(Passage)
## START
From the impulse response results (Figure 6), it can be observed that, apart from the self-response values, changes in annual average temperature, precipitation, and sunshine hours have either positive or negative effects on cropland and forests. This indicates that the three meteorological factors have varying degrees of influence on the evolution of cropland and forests. For the changes in cropland, the response value to the annual average temperature is relatively high and negative, gradually converging as the number of lags increases. Precipitation shows a slight positive response, while sunshine hours exhibit a slight negative response. For the changes in forests, the response value to the annual average temperature is relatively high and positive, tending to stabilize as the number of lags increases. Unlike cropland, during the changes in forests, precipitation shows a slight negative response, while sunshine hours exhibit a slight positive response.

The impulse response results for both land types indicate that, compared to other meteorological factors, the annual average temperature has a more significant impact on the changes in both cropland and forests. Furthermore, the two land types exhibit opposing trends: changes in annual average temperature have a negative driving effect on cropland but a positive driving effect on forests. To explore the contribution of meteorological factors to the changes in cropland and forests, variance decomposition is further employed to conduct the contribution analysis.

From the variance decomposition results in Figure 7a,b, it can be seen that, apart from their own contributions, the annual average temperature (TAVG/°C) contributes the most to the changes in both cropland and forests. For cropland, the contribution of annual average temperature gradually stabilizes after the 8th period, exceeding 8%, while precipitation and sunshine hours contribute only 1.0% and 1.6%, respectively, which is much smaller. For forests, the contributions of the three meteorological factors are relatively low. To be precise, the contribution of the annual average temperature stabilizes after the 7th period, exceeding 3.0%. Whereas, the contributions of precipitation and sunshine hours remain below 0.3% throughout the 10 periods, making them negligible.

In summary, the annual average temperature remains the greatest contributor to the changes in both cropland and forests among all meteorological factors. It can be further observed that it has a stronger driving effect on the evolution of cropland.
## END
(Extracted material)
## START
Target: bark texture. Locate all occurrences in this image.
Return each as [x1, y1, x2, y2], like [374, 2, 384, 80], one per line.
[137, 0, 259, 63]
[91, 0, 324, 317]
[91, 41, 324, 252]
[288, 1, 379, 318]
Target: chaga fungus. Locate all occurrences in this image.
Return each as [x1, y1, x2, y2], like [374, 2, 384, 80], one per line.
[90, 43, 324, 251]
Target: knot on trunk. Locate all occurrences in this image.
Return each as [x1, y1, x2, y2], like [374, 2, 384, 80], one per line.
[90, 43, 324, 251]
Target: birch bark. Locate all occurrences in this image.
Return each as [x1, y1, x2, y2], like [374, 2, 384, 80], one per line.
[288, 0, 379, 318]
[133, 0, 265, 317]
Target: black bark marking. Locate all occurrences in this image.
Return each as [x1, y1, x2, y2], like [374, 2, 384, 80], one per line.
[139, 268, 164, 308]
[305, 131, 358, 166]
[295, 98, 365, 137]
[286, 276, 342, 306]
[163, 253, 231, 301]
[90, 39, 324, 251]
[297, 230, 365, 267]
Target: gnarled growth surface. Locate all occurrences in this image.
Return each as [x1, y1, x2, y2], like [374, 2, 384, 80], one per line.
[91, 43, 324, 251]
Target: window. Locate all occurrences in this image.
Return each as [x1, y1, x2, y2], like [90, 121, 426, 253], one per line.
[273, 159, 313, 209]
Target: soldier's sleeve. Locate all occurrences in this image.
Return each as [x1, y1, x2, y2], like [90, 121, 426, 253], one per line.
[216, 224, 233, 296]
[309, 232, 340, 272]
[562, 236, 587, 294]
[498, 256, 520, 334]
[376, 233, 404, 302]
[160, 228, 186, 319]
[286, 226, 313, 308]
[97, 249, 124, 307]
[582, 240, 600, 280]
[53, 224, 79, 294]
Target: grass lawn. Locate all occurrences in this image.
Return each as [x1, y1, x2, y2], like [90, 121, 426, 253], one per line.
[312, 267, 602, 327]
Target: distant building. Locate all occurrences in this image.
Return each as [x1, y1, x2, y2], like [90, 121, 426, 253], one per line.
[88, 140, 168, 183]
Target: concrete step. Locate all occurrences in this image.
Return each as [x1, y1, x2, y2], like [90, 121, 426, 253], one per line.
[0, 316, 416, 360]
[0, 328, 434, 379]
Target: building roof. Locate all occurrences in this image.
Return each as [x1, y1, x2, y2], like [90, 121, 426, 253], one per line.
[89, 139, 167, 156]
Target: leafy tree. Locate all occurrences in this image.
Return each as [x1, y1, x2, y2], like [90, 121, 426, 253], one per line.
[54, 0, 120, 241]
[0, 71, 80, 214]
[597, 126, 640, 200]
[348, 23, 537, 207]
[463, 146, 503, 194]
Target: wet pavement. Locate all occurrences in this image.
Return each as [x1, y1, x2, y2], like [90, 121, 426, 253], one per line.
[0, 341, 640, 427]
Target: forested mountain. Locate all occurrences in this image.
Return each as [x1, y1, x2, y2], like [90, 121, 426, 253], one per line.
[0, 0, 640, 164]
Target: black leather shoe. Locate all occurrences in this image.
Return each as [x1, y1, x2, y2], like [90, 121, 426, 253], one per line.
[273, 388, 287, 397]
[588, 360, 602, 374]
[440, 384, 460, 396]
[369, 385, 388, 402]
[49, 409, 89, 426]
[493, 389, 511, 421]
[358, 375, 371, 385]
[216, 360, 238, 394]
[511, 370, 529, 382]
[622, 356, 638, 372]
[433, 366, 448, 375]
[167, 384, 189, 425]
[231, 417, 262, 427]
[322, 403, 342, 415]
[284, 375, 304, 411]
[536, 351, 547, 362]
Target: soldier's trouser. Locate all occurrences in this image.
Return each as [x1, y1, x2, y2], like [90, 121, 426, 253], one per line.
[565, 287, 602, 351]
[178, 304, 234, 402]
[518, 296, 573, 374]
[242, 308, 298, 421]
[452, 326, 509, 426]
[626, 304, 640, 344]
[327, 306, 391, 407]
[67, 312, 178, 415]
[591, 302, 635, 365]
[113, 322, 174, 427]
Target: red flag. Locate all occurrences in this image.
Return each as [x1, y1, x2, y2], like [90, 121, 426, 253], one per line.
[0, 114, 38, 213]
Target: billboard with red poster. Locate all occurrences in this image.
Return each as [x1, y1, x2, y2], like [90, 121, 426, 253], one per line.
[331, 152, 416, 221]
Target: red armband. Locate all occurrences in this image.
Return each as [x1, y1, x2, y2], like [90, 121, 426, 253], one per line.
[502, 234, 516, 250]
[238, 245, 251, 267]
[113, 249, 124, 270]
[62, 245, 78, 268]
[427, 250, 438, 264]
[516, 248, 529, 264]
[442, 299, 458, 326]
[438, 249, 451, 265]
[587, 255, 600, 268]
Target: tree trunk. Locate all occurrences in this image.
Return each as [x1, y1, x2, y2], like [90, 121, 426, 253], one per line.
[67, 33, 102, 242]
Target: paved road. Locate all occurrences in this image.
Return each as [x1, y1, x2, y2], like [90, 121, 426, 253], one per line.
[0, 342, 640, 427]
## END
## START
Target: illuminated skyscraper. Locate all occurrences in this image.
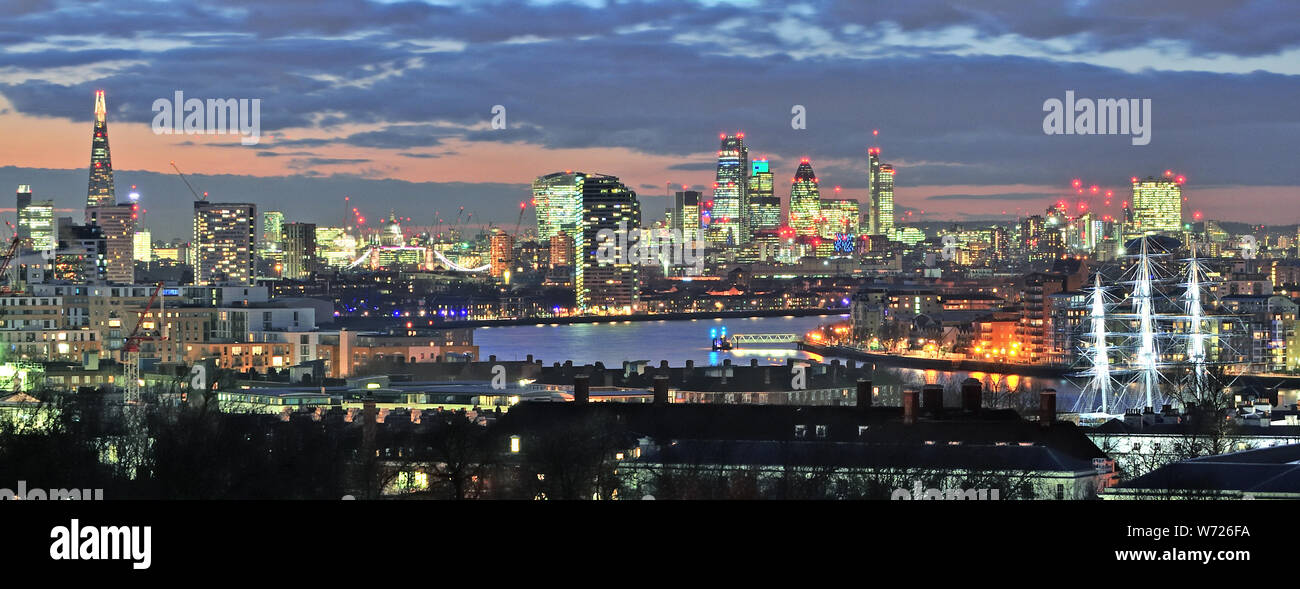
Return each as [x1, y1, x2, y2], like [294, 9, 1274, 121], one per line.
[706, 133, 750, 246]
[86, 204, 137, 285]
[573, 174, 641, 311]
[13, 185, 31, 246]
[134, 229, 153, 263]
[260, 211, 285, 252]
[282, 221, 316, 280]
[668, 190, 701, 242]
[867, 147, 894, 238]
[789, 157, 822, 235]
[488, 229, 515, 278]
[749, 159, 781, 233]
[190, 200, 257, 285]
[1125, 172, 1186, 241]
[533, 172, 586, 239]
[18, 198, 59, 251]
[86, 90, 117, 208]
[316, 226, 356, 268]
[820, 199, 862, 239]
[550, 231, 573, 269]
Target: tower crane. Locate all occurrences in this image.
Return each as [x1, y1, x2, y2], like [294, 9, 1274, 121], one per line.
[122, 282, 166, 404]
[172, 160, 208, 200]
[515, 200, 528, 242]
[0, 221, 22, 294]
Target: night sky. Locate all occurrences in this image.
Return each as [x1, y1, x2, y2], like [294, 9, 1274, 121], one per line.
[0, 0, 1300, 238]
## END
## START
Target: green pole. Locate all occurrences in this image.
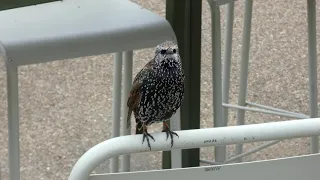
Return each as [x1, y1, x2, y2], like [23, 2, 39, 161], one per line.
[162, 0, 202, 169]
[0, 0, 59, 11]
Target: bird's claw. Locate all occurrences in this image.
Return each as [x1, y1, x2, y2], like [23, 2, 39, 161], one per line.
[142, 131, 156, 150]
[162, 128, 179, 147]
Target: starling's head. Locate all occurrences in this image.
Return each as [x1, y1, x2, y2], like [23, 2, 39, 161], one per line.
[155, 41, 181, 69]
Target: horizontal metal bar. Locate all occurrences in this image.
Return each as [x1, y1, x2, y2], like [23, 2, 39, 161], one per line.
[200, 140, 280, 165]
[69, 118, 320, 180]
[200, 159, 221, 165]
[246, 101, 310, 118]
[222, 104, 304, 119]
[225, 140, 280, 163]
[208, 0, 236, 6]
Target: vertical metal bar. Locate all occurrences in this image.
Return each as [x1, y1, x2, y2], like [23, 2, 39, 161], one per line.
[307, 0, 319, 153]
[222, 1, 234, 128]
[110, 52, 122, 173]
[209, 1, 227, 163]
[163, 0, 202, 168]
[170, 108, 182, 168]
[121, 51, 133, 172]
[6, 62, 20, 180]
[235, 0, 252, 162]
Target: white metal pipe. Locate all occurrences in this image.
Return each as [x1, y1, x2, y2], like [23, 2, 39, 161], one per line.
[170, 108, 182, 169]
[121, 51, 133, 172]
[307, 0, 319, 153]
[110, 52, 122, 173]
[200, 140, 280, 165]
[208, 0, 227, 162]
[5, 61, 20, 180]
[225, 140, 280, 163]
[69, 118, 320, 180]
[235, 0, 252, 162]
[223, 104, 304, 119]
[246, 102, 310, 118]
## END
(Task to carry out)
Write the paragraph that follows the passage on how temperature, precipitation, and sunshine hours drive changes in cropland and forests, starting right after its closing sentence.

(Expected answer)
4. Discussion

The mean temperature in China has exhibited a consistent upward trend over the past few decades. Between 1980 and 2020, there was a recorded increase of 0.319 °C [4], with an average warming rate of approximately 0.28 °C per decade [2,38]. This investigation demonstrates fluctuations and overall escalation in the average annual temperature over the last 30 years. Specifically, the area with temperatures above 20 °C has expanded in the southern region, accompanied by a northward shift of the 10 °C and 15 °C isotherms (see Figure 2). Several studies have highlighted a rise in precipitation across China, particularly in the southeast and the Yangtze River Basin, with an average annual growth rate of about 0.049 mm [3,4,39]. The findings of this study confirm the observed increase in precipitation throughout China, resulting in a general northward shift of the isohyet (refer to Figure 4), albeit with regional disparities. Notably, the southeastern area has experienced a pronounced northward shift and an expansion of the 1600 mm isohyet, while the northwest region has shown comparatively minor changes. The spatial distribution differences between isotherms and isohyets may be related to factors such as economic development and geographic location. In the southeastern region, proximity to the ocean enhances maritime influence, while monsoon circulation transports abundant moisture, leading to significantly increased precipitation. Conversely, areas farther inland experience diminished oceanic effects. Additionally, topography plays a critical role: the southeastern region’s hilly and flat terrain facilitates upward moisture movement and precipitation, whereas northwestern mountain ranges block moisture transport. Furthermore, the southeast’s developed economy and higher population density intensify urban heat island effects compared to the northwest, which also contributes to local variations in temperature and precipitation patterns [40].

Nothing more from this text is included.